#### 所给数据

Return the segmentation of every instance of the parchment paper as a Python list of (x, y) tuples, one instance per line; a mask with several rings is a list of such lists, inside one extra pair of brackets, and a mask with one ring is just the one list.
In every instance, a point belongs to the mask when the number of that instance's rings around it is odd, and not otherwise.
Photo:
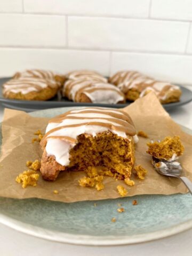
[[(140, 164), (148, 170), (143, 181), (132, 175), (135, 185), (130, 187), (122, 181), (116, 181), (106, 177), (103, 182), (105, 189), (98, 191), (95, 188), (82, 188), (78, 185), (78, 180), (85, 175), (83, 172), (61, 172), (55, 181), (46, 181), (41, 177), (37, 187), (22, 188), (21, 185), (15, 181), (15, 177), (27, 170), (27, 161), (41, 159), (42, 152), (39, 145), (38, 142), (32, 143), (31, 139), (38, 129), (45, 131), (49, 119), (33, 117), (23, 111), (6, 109), (2, 123), (0, 196), (21, 199), (37, 197), (68, 203), (115, 198), (120, 197), (116, 189), (118, 185), (127, 188), (127, 196), (187, 193), (187, 189), (179, 180), (162, 176), (153, 169), (151, 158), (146, 153), (146, 143), (150, 139), (179, 135), (185, 148), (179, 161), (185, 169), (186, 175), (192, 180), (192, 136), (183, 132), (171, 119), (153, 92), (137, 100), (124, 110), (131, 116), (137, 130), (143, 131), (149, 135), (148, 139), (139, 137), (136, 146), (135, 165)], [(59, 191), (59, 194), (53, 193), (55, 189)]]

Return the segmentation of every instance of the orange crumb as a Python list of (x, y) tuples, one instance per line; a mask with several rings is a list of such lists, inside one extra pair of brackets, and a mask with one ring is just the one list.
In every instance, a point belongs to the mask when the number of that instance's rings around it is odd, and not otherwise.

########

- [问题描述]
请把上面的所有行写成一个 JSON 字符串列表，每行对应一个字符串，空行略去，图片不要放进答案。

- [回答]
[
  "Return the segmentation of every instance of the parchment paper as a Python list of (x, y) tuples, one instance per line; a mask with several rings is a list of such lists, inside one extra pair of brackets, and a mask with one ring is just the one list.",
  "In every instance, a point belongs to the mask when the number of that instance's rings around it is odd, and not otherwise.",
  "Photo:",
  "[[(140, 164), (148, 170), (143, 181), (132, 175), (135, 185), (130, 187), (122, 181), (116, 181), (106, 177), (103, 182), (105, 189), (98, 191), (95, 188), (82, 188), (78, 185), (78, 180), (85, 175), (83, 172), (61, 172), (55, 181), (46, 181), (41, 177), (37, 187), (22, 188), (21, 185), (15, 181), (15, 177), (27, 170), (27, 161), (41, 159), (42, 152), (39, 145), (38, 142), (32, 143), (31, 139), (38, 129), (45, 131), (49, 119), (33, 117), (23, 111), (6, 109), (2, 123), (0, 196), (21, 199), (37, 197), (68, 203), (115, 198), (120, 197), (116, 189), (118, 185), (127, 188), (127, 196), (187, 193), (187, 189), (179, 180), (162, 176), (153, 169), (151, 158), (146, 153), (146, 143), (150, 139), (179, 135), (185, 148), (179, 161), (185, 169), (186, 175), (192, 180), (192, 136), (183, 132), (171, 119), (153, 92), (137, 100), (124, 110), (131, 116), (137, 130), (143, 131), (149, 135), (148, 139), (139, 137), (136, 146), (135, 165)], [(59, 191), (59, 194), (53, 193), (55, 189)]]",
  "Return the segmentation of every instance of the orange crumb as a Python list of (x, y) tuples, one instance per line; a mask with several rings is a list of such lists, inside one extra pair of brackets, and a mask with one ring is just the one list.",
  "In every instance, a point belongs to the mask when the number of that instance's rings around it is odd, and not otherwise."
]